*WHAT THIS TASK INVOLVES*
Set all the material down again unchanged, without the pictures.

=-=-=

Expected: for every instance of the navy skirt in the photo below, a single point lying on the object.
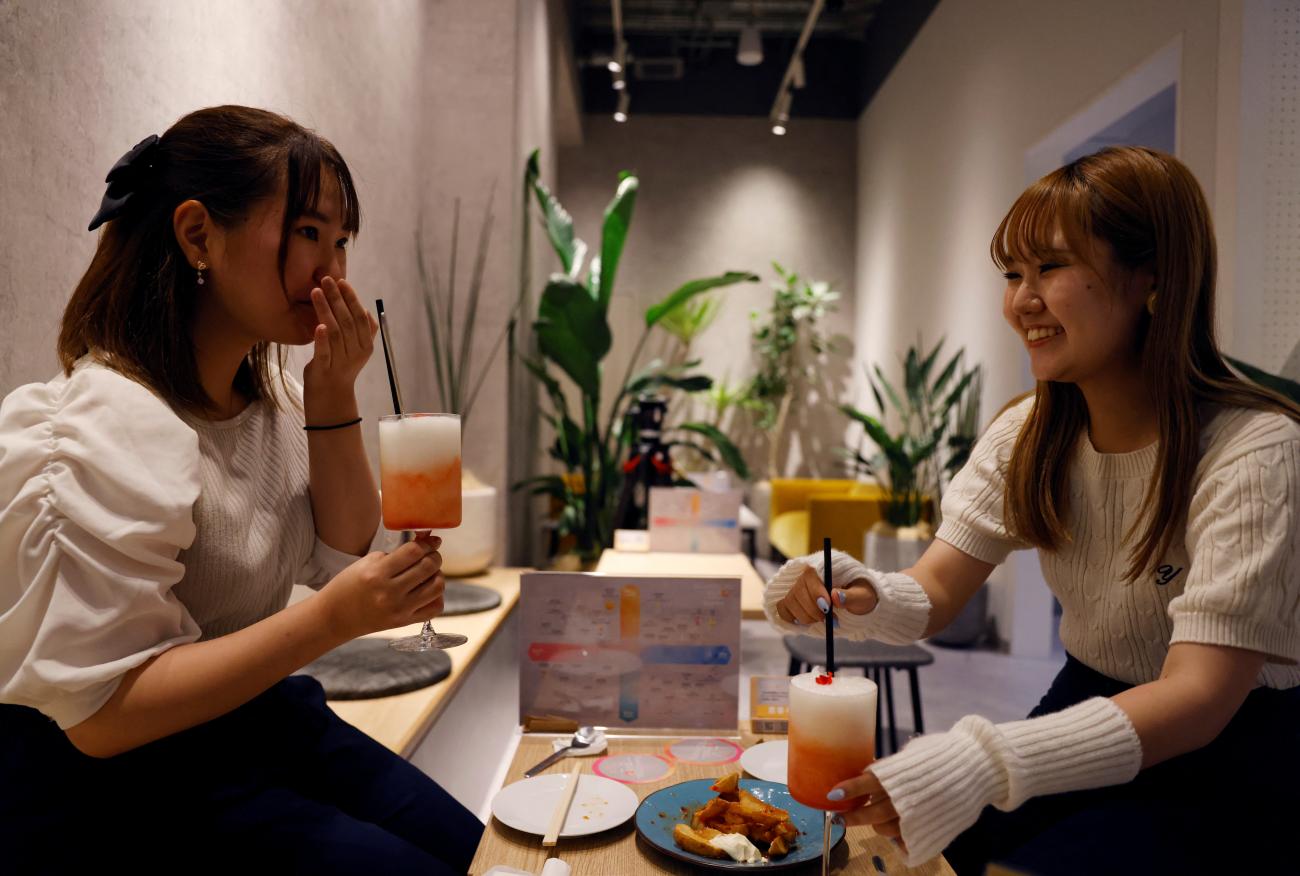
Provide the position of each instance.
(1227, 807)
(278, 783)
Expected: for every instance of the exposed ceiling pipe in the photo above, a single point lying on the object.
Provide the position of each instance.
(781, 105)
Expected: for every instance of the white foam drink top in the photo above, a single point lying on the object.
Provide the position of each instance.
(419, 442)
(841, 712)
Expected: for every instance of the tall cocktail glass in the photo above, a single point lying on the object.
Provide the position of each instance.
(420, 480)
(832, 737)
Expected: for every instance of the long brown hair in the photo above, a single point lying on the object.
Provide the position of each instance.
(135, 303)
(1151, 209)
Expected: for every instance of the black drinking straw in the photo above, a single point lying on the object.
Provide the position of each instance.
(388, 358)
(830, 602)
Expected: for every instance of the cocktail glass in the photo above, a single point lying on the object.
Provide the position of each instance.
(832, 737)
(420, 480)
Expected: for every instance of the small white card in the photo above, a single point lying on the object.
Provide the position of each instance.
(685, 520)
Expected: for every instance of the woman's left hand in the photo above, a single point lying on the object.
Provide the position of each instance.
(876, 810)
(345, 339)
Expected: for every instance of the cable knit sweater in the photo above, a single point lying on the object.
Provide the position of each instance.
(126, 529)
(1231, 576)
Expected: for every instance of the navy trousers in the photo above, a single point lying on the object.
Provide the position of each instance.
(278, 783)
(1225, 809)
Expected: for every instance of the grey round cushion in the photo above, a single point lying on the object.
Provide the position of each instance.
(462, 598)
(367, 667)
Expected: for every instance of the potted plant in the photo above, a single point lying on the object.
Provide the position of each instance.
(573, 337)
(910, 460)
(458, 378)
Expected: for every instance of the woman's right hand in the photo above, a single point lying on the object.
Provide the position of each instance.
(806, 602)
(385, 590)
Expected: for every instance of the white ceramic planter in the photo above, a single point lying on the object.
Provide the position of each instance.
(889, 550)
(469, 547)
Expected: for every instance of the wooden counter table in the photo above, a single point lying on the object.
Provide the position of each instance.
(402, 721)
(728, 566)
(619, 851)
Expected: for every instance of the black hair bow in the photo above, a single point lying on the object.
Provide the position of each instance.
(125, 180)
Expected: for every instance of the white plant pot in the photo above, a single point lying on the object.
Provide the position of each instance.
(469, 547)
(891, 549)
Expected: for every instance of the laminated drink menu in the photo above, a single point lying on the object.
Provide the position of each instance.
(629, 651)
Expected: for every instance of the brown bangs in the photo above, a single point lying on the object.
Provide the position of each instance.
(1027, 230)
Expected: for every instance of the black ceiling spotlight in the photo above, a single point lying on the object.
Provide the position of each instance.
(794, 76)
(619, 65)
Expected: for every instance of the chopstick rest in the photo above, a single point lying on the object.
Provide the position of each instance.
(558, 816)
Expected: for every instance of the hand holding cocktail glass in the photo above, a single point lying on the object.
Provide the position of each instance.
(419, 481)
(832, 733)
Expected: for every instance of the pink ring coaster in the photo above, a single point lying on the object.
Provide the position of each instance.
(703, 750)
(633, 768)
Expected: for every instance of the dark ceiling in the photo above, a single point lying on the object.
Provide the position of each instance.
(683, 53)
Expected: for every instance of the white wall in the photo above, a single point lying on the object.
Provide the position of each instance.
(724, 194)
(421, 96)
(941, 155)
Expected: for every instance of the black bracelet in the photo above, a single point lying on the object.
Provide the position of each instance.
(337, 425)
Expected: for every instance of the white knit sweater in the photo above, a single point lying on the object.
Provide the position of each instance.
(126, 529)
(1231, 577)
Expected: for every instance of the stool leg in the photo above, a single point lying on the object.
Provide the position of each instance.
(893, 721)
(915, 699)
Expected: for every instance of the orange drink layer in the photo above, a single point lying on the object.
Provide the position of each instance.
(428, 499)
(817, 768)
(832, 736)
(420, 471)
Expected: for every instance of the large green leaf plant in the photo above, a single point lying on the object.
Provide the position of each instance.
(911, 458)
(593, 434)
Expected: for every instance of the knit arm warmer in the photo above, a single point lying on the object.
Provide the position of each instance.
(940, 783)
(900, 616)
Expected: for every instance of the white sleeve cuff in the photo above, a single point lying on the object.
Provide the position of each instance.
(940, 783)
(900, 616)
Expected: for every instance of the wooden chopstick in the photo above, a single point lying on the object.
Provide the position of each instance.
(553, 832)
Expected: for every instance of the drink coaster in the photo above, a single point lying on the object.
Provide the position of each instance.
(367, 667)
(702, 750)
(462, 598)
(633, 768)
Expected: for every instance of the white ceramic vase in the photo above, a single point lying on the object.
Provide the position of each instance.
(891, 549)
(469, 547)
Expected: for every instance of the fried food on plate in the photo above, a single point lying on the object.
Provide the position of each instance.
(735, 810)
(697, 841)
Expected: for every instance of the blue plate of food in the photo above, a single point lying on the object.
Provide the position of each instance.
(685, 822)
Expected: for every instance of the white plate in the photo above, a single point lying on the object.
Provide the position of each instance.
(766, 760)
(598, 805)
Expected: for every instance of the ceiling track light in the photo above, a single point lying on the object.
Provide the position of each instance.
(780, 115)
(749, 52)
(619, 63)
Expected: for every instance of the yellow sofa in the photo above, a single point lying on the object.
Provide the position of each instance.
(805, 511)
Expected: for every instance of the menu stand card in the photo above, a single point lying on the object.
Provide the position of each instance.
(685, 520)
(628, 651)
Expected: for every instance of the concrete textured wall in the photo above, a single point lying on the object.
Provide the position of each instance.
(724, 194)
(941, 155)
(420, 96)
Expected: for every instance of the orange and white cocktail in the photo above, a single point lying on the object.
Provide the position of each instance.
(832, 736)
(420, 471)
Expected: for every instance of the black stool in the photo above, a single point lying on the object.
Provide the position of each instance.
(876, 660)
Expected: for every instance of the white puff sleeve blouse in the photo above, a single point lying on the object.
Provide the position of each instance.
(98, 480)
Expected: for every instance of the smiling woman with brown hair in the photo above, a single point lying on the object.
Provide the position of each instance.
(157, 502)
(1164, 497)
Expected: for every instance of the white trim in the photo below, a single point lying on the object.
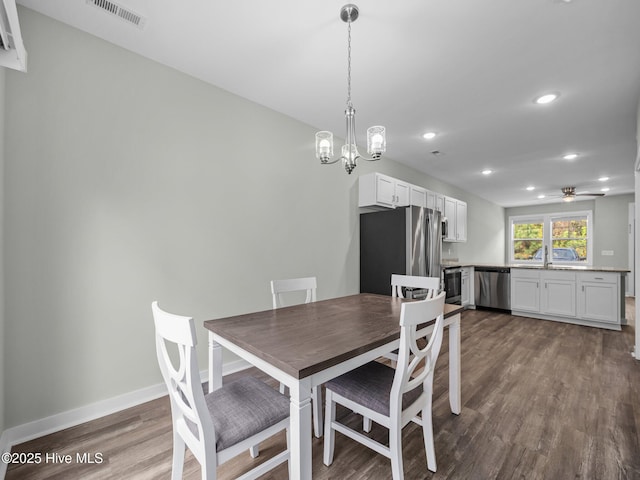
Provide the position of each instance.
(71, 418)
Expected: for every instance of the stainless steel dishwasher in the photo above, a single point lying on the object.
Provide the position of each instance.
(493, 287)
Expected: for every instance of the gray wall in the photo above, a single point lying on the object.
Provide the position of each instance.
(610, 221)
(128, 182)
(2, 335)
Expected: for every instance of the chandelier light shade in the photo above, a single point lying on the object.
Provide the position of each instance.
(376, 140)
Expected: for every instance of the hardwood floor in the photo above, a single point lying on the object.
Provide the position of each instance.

=-=-=

*TASK OUTPUT*
Expected: for every instance of the navy skirt in the photo below, a single point lying on the object.
Provide the position of each instance.
(1227, 807)
(278, 783)
Expected: for every instance of the exposed ceiling pipe in the photo above, a single point lying on the object.
Provide the position of each instance.
(781, 105)
Expected: for every instance of the white foam drink top in the photo above, a single point lying on the object.
Provide the position of each instance.
(419, 442)
(841, 712)
Expected: for every instance of the tall cocktail glass in the photo above, a single point lying on the object.
Provide the position of each instance.
(420, 480)
(832, 737)
Expected: for every instance of the long brown hair in the photo above, a single point lying on the object.
Provide the position of each instance.
(135, 303)
(1151, 209)
Expected: for every instance of the black drinking straw in the photo above, a single point lying on the object.
Provide the position of each instance.
(388, 358)
(830, 602)
Expected: for every instance of the cocktail glass in the photo above, a single point lying on the object.
Provide the position of each instance.
(832, 737)
(420, 480)
Expected: for every instance of the small white card in the photo above, a single point lying on the object.
Provide the position of each instance.
(685, 520)
Expected: for every instance of the woman's left hand in the photo above, a single point lying on the object.
Provide the position of each instance.
(876, 810)
(345, 339)
Expected: for every instance of the cable knit sweater in the photo above, a single point lying on the object.
Provide the position of each instance.
(126, 529)
(1231, 576)
Expected: for every instance of the navy trousers in the photo above, a single point lying on the object.
Provide the position of each instance.
(278, 783)
(1225, 809)
Expected: for every instance of the grey round cushion in the photo above, a single point lying on the object.
Provide the position of each instance.
(462, 598)
(367, 667)
Expected: for every instance of the potted plant in the photo above, a single point lying on the object.
Provide the position of each instance.
(573, 337)
(910, 460)
(458, 378)
Expected: for every instance of the woman's right hand in the photo above, a single point lying on the object.
Provide the position of each instance.
(806, 602)
(385, 590)
Expected: for every instance of the white ceramic planter in the photo above, a single point lying on the object.
Provide the position of each instance.
(889, 550)
(469, 547)
Expected: for every instance of the wooden counter table in the photo above, a single point lying on the object.
Provide the position of each instance.
(402, 721)
(728, 566)
(619, 851)
Expected: for every instance of the black hair bow in the photo above, a single point lying on the object.
Provide the position of each instance.
(125, 180)
Expected: for every instance of the white plant pot in the photo above, a single point lying on the object.
Provide the position of each instance.
(469, 547)
(891, 549)
Expected: for every instance of the laminated drink menu in the photo above, a single point lying on the object.
Provide the position of each instance.
(629, 651)
Expected: for every instance of the brown bangs in the photo above, a single point lying on the object.
Provide the position of each instance.
(1027, 230)
Expected: for every instance of the black ceiling spotlight in the photo above, a single point lying on the object.
Provide the position of each instance.
(794, 76)
(619, 65)
Expected: for every instance of the chopstick rest in the photo above, a single point lying on the object.
Provide the position of each instance.
(558, 816)
Expected: for every instance of the hand holding cocktail glass in the photo above, a single point lying on the object.
Provide the position of each instance.
(419, 481)
(832, 733)
Expected: for every instance of the pink ring coaster in the photo above, a single point lying on the object.
Provide the position of each instance.
(703, 750)
(633, 768)
Expected: for every instance of the dark ceiling in the photo above, a single point lying on the object.
Provide the position of each instance.
(683, 53)
Expected: for every instance of the white wall in the photo above, a single point lying on the object.
Provide the position of each instance.
(724, 194)
(421, 96)
(941, 155)
Expected: for every instance of the black bracelet in the photo above, a single point lying on the object.
Provide the position of each instance.
(337, 425)
Expected: for every instance of the white knit sweater in the photo above, a single point lying on the object.
Provide the position of each instance.
(126, 529)
(1231, 577)
Expected: for every instance of the stool leg in the photo above, a single point lying on the object.
Provide the position of each instance.
(893, 721)
(915, 699)
Expected: for every instance of the orange drink layer in the photo above, a single point lying on the object.
Provide the position of each instance.
(428, 499)
(817, 768)
(832, 736)
(420, 471)
Expected: for every instance of the large green leaf plant in the photo above, a single point lying on the object.
Provide the position of each instance.
(911, 458)
(593, 434)
Expected: for every instance of the knit arm warmer in the photo above, a single point lying on the object.
Provide the position of each instance.
(940, 783)
(900, 616)
Expected: for every instance of the white sleeve cuff in the photo above, a single point lying on the object.
Provide the position of each instance.
(940, 783)
(900, 616)
Expected: for every instance of the wooden chopstick in the photo above, a single point lying on the object.
Provide the position of each instance.
(553, 832)
Expected: for every instance of the drink coaster in the photo above, a single point lying on the object.
Provide the position of each instance.
(367, 667)
(702, 750)
(462, 598)
(633, 768)
Expected: for every instance of the white ceramic vase in the photo above, a single point lying on the object.
Provide the position of each instance.
(891, 549)
(469, 547)
Expected: for every instance of the fried food on plate in the photo above, a single point lying on the object.
Provide the position of each instance.
(735, 810)
(697, 841)
Expected: for every instance of the blue plate of food in the photo above, a single point lying on the object.
Provide the position of each instance.
(685, 822)
Expected: for every instance of the white plate in the photo above, a single point lying on the object.
Provide the position of each instance.
(766, 760)
(598, 805)
Expected: for every instance of the ceiling track light in the photo above, a single point lying on the object.
Provide the position of each instance.
(780, 115)
(749, 52)
(619, 63)
Expected: for every instance of the yellow sofa in the photo above, a single point lying on the object.
Provide the position of each instance.
(805, 511)
Expected: for every instance of the menu stand card in the photo above, a single point lying on the object.
Provide the position of each instance.
(685, 520)
(628, 651)
Expected: for every instance of the concrete textured wall in the photo above, a single point lying on the object.
Provide the position of each instance.
(724, 194)
(941, 155)
(420, 96)
Expected: for every instance of the orange and white cocktail in the photo above, a single point lying on the object.
Provide the position of each instance.
(832, 736)
(420, 471)
Expected: for every instance of the black stool in the photo above, a single point lying on the object.
Provide the position of each instance.
(876, 660)
Expected: for every instance of the white puff sleeve blouse in the photo above, a single point lying on the object.
Provide the position of each instance.
(98, 480)
Expected: for every instance of the smiling woman with brown hair in the photo above, a single point lying on the object.
Provide the position of each instance.
(157, 502)
(1164, 497)
Expected: for every instance of the white trim in the photo below, a single point lying on the object.
Provide the position of each instance.
(71, 418)
Expected: for every instance of the stainless steel dishwasher in the photo above, a single point lying on the object.
Provide the position of each instance.
(493, 287)
Expected: for every instance of the gray wall in the photo above, a single point lying on the object.
Provide the position of each instance.
(610, 221)
(128, 182)
(2, 335)
Expected: for every instance of the chandelier light shade in the photo above, a single point lying on the object.
Provide the position of each instance.
(376, 140)
Expected: for every instance of the hardwood floor in the photo above, a single point lying on the object.
Provide the position of each instance.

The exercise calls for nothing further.